#### What is being asked:
Keep every word of the listing and drop the images when you write it out.

#### Exercise data:
---*---
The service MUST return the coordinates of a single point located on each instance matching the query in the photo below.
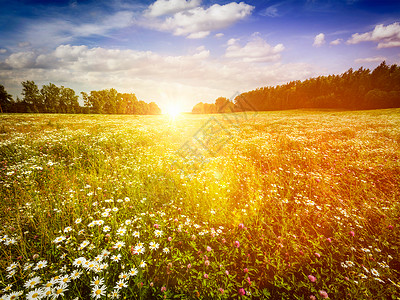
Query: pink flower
(323, 294)
(312, 278)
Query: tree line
(360, 89)
(53, 99)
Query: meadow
(295, 204)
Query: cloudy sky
(187, 51)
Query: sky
(181, 52)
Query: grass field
(274, 205)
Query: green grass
(279, 200)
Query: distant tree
(6, 100)
(68, 101)
(31, 96)
(51, 98)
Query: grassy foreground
(290, 205)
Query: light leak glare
(174, 110)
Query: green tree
(51, 98)
(6, 100)
(31, 96)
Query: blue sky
(185, 51)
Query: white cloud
(22, 60)
(55, 31)
(198, 22)
(271, 11)
(370, 59)
(23, 44)
(256, 50)
(167, 7)
(386, 36)
(153, 77)
(319, 40)
(336, 42)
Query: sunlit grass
(295, 203)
---*---
#### Written answer:
The service MUST return the coordinates of a single point located on each instance matching the query in the photo below.
Query: pink flower
(323, 294)
(312, 278)
Query: tree line
(360, 89)
(53, 99)
Query: meadow
(295, 204)
Query: cloudy sky
(187, 51)
Query: sky
(181, 52)
Query: grass field
(274, 205)
Query: green grass
(279, 200)
Query: distant tree
(6, 100)
(68, 101)
(31, 96)
(51, 98)
Query: grassy foreground
(290, 205)
Query: light leak glare
(174, 110)
Query: green tree
(51, 98)
(6, 100)
(31, 96)
Query: blue sky
(185, 51)
Query: white cloud
(22, 60)
(55, 31)
(198, 22)
(271, 11)
(370, 59)
(23, 44)
(256, 50)
(167, 7)
(386, 36)
(153, 77)
(319, 40)
(336, 42)
Query: sunlit grass
(295, 203)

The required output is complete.